*** Stored data ***
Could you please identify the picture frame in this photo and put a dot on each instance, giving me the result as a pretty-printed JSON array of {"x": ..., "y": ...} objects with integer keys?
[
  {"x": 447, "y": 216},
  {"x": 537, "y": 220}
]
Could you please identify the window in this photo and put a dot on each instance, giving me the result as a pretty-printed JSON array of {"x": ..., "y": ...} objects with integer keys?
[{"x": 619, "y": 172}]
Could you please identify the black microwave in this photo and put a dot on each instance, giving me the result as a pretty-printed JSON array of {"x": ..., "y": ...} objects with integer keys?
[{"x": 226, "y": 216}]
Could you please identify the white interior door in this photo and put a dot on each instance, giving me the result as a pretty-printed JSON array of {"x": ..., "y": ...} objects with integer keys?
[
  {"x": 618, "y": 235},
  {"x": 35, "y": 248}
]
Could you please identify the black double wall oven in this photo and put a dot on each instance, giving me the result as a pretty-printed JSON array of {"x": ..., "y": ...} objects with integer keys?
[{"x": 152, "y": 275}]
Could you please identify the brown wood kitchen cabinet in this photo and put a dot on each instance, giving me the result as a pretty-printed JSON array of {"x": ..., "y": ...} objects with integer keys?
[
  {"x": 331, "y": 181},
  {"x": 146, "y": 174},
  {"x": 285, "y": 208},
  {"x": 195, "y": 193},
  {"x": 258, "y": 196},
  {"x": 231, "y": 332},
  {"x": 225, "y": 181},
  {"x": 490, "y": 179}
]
*** End of Stored data ***
** Prompt **
Say each line again exactly as it appears above.

** Response for this exercise **
Could you please identify the picture frame in this photo and put a dot on each instance, giving me the result as a pretty-printed JSON array of {"x": ..., "y": ...} objects with integer keys?
[
  {"x": 447, "y": 216},
  {"x": 537, "y": 220}
]
Could you please identify the window in this photo and put a dot on each instance, giving me the result as a pretty-printed JSON array of {"x": ..., "y": ...} objects with integer keys?
[{"x": 619, "y": 172}]
Could you please identify the black microwave in this photo and put a dot on each instance, giving me the result as a pretty-printed JSON array of {"x": ..., "y": ...} objects with integer keys?
[{"x": 226, "y": 216}]
Could you please identify the white interior door in this photo and put a dot on each instance, giving me the result as a pretty-printed JSON array of {"x": ..., "y": ...} objects with integer keys?
[
  {"x": 618, "y": 235},
  {"x": 35, "y": 248}
]
Could you please identify the black double wall oven in this photo and put a dot on each instance, giving me the result as a pretty-printed JSON array of {"x": ..., "y": ...} objects with integer keys?
[{"x": 152, "y": 275}]
Could you please identify the brown wood kitchen cabinet in this photo and put a dot on each instance, giving me the result as a pretty-printed JSON array of {"x": ..., "y": ...} objects with integer keys?
[
  {"x": 331, "y": 181},
  {"x": 146, "y": 174},
  {"x": 285, "y": 208},
  {"x": 195, "y": 193},
  {"x": 258, "y": 196},
  {"x": 231, "y": 332},
  {"x": 225, "y": 181},
  {"x": 490, "y": 179}
]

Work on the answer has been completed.